- _Passage_:
Oscar Niemeyer's Bold Response to Latin American Suburban Sprawl in the XX Century
© Paula Alvarado
There's a reason Brazilian Architect Oscar Niemeyer's death last week created such a flush of media tributes all over the world, and although I cannot articulately define that reason, I presume it has something to do with what his buildings make you feel. A sense of higher purpose, of possibility, of all that is grandiose about human culture.
I've had the good fortune of visiting a few, namely the Palacio Gustavo Capanema (Ministry of Education) in Rio, the celebrated museums in Niteroi and Curitiba, and the mind-boggling urban experiment and tremendous political achievement that is the young capital of the country, Brasilia. But it was the Copan Building in Sao Paulo, which I visited earlier this year, the one that haunted me the most.
A famous postcard of Brazil's largest city and economic center, the first thing to love about the building is that it was constructed to bring together all classes by including massive units for the rich and tiny studios for the working poor: a rarity in a country in which the gaps between classes are palpable just walking the street. (Perhaps related: Niemeyer was a communist who was affiliated to the party most of his adult life, which is supposedly a reason he did not project much for the US.)
Also notable are the mix use of space (apart from residences, it has 70 businesses and commercial offices on the ground and lower floors) and its massive size, of course: with a total of 1,160 apartments, 5,000 residents, 115 meters of height, 35 floors, and two subsoils, it is so large and populated it has its own postal code (and a church).
There's such a nod to contemporary urban trends, that if a building like this was launched these days it would almost be no news. Only this was done in the 1960s, when suburban sprawl was not only making Pete Campbell miserable, but also influencing the development of cities in Latin America.
Architect and architectural historian Styliane Philippou writes in a fascinating paper:
"At a time of explosive urban growth in Latin American cities, suburban developments allured those who could afford it to flee the city and retreat in suburbia. Niemeyer’s high density residential environment, right in the centre Brazil’s industrial metropolis, configured a site of resistance to urban flight and the ‘bourgeois utopia’ of the North American suburban, picturesque enclaves insulated from the workplace."
"The dynamism of the curvilinear volume of the Copan is strongly accentuated by the continuous horizontal shadow-casting brises-soleil – three per storey – and all the more powerful amidst the cylindrical towers and hard edged skyscrapers of downtown São Paulo. Catherine Séron-Pierre suggests that this ‘monumental, stratified wave provokes a real rupture in the brutal, repetitive landscape of the city’ (SéronPierre, 2002; p.77). At the very least, it articulates a site of tension. Presenting the Paulistas with an alternative model of urban, and implicitly social, organization, the curvaceous residential Copan challenged the postwar American, masculine order of the vertical city and the life of its citizens."
© Paula Alvarado
Copan, whose name is an acronym for its original developer (Companhia Pan-Americana de Hotéis e Turismo, or Panamerican Company for Hotels and Tourism), had a rough patch in the 1970s and 1980s, when the center of Sao Paulo was outcast-land and the building came to be considered a vertical slum. But at the end of the eighties, owners took the administration in their hands to prevent dubious-activity-renters and the building now accommodates a healthy mix of people.
As impressive as other Niemeyer's works are, Copan remains the most solid statement for me. Its functionality and social meaning are only heightened by its attractive, which has allowed it to conquer every Sao Paulo postcard with pride. Niemeyer used to say architecture did not change anything, but that it was important to believe it can make life better. And more than in function, he believed in beauty.
If ever in Sao Paulo, Copan has daily visit hours in which you can go up the terrace to appreciate the view. To set a time, call in advance.
Thanks to Airbnb, you can also stay in the building.

- _Input data_:
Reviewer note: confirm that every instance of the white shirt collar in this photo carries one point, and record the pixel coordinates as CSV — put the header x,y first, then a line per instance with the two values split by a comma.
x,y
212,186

- _Questions to answer_:
(1) According to the article on Oscar Niemeyer, how many apartments does the Copan Building contain?
(2) Repeat the article on Oscar Niemeyer verbatim, everything from "As impressive as" down to "believed in beauty.".

- _Task-by-task outputs_:
(1) 1,160 apartments.

(2)
As impressive as other Niemeyer's works are, Copan remains the most solid statement for me. Its functionality and social meaning are only heightened by its attractive, which has allowed it to conquer every Sao Paulo postcard with pride. Niemeyer used to say architecture did not change anything, but that it was important to believe it can make life better. And more than in function, he believed in beauty.